Entries -

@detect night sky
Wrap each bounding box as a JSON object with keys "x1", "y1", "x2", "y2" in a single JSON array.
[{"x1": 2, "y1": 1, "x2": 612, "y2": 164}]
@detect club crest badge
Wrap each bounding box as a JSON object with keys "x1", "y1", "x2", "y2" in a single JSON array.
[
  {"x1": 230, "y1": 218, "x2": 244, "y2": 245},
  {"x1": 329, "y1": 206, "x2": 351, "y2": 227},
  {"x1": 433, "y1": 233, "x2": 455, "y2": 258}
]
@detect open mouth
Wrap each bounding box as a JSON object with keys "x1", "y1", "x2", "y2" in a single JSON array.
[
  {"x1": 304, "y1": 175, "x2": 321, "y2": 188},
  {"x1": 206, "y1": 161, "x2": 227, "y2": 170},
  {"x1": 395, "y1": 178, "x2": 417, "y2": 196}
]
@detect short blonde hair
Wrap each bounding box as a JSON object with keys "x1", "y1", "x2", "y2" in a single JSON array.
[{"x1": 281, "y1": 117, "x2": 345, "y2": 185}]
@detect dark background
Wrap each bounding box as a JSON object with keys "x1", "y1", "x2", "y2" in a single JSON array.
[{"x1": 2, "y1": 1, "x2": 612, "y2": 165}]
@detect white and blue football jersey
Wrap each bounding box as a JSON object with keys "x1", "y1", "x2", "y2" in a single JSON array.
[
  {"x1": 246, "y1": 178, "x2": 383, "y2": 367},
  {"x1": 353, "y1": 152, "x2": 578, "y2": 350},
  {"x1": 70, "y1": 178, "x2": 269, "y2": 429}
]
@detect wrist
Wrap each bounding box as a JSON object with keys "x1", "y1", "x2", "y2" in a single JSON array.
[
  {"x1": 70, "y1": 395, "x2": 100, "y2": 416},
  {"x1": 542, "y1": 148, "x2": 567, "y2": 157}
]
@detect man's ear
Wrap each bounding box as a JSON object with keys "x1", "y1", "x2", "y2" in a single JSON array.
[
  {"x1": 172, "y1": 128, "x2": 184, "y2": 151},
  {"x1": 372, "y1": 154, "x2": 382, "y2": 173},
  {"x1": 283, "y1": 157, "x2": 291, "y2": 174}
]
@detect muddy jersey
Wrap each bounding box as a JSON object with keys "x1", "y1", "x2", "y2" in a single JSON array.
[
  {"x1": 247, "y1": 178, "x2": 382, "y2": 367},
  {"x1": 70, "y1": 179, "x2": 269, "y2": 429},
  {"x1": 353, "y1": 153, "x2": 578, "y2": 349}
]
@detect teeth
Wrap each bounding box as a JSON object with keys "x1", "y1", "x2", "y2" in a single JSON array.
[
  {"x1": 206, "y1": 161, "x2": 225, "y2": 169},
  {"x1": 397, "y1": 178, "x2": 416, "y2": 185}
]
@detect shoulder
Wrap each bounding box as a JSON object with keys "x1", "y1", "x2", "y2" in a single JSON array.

Set problem - Which lines above contain the string "detect", with case mattering? Pick out every such line and copy it in full.

Final result -
@detect night sky
@detect club crest badge
@detect open mouth
@detect short blonde hair
@detect dark background
@detect white and blue football jersey
@detect wrist
@detect man's ear
@detect muddy jersey
@detect teeth
@detect shoulder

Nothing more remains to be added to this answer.